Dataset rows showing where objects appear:

====

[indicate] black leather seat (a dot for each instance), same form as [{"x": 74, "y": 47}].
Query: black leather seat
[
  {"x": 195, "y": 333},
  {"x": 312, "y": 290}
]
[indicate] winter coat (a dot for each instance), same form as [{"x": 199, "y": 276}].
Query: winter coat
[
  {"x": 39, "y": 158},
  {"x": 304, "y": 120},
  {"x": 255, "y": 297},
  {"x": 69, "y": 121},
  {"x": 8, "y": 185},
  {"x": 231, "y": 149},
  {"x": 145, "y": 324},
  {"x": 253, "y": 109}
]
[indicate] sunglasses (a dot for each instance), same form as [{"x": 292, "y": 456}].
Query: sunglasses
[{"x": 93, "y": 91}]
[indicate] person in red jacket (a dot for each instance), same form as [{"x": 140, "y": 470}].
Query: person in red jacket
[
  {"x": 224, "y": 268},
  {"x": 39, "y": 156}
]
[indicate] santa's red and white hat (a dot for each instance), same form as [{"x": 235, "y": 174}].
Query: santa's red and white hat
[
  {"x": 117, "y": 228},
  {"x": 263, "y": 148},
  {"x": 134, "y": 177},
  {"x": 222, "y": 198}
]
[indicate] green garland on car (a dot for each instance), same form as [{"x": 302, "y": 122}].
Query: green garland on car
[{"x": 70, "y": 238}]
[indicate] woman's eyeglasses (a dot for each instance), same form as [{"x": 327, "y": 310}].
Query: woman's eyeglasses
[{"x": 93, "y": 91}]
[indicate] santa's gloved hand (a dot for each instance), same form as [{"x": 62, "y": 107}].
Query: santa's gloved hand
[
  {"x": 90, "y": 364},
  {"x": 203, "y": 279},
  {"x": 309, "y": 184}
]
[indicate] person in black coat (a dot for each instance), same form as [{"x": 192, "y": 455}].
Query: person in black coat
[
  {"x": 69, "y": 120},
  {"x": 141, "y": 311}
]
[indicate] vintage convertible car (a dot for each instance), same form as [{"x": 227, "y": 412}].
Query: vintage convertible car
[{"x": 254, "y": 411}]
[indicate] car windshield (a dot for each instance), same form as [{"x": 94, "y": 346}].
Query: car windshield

====

▶ **Written instruction**
Please copy all of the records above word for word, changing nothing.

▶ **Correct result**
[indicate] black leather seat (a dot for each instance), same form as [{"x": 74, "y": 47}].
Query: black leather seat
[
  {"x": 195, "y": 333},
  {"x": 312, "y": 290}
]
[indicate] winter coat (a dot for each instance), same form as [{"x": 199, "y": 276}].
Query: winter coat
[
  {"x": 39, "y": 158},
  {"x": 304, "y": 120},
  {"x": 255, "y": 297},
  {"x": 69, "y": 121},
  {"x": 8, "y": 185},
  {"x": 231, "y": 149},
  {"x": 145, "y": 324},
  {"x": 253, "y": 109}
]
[indicate] sunglasses (a dot for each instance), same form as [{"x": 292, "y": 456}].
Query: sunglasses
[{"x": 93, "y": 91}]
[indicate] person in red jacket (a dot for each instance), same form as [{"x": 140, "y": 470}].
Query: person in red jacket
[
  {"x": 224, "y": 268},
  {"x": 39, "y": 156}
]
[indicate] santa's red and white hat (a dot for each instance), same form as [{"x": 235, "y": 174}].
Query: santa's red and white hat
[
  {"x": 117, "y": 228},
  {"x": 263, "y": 148},
  {"x": 134, "y": 177},
  {"x": 222, "y": 198}
]
[indicate] green garland on car (a dot for each instance), same form as [{"x": 302, "y": 122}].
Query: green garland on car
[{"x": 70, "y": 238}]
[indicate] woman's eyeglasses (a dot for each instance), same form as [{"x": 327, "y": 310}].
Query: woman's eyeglasses
[{"x": 93, "y": 91}]
[indicate] santa's gloved hand (a dot for each instance), same form as [{"x": 62, "y": 107}].
Query: santa's gloved hand
[
  {"x": 90, "y": 364},
  {"x": 203, "y": 279},
  {"x": 309, "y": 184}
]
[indicate] person in black coat (a dot for each instance), same form as [{"x": 192, "y": 455}].
Query: person in black coat
[
  {"x": 69, "y": 120},
  {"x": 141, "y": 311}
]
[indicate] vintage convertible car (a dot for each instance), same form as [{"x": 227, "y": 412}].
Query: vintage convertible car
[{"x": 254, "y": 411}]
[indicate] car windshield (a dot for each instance), same form as [{"x": 94, "y": 346}].
Query: car windshield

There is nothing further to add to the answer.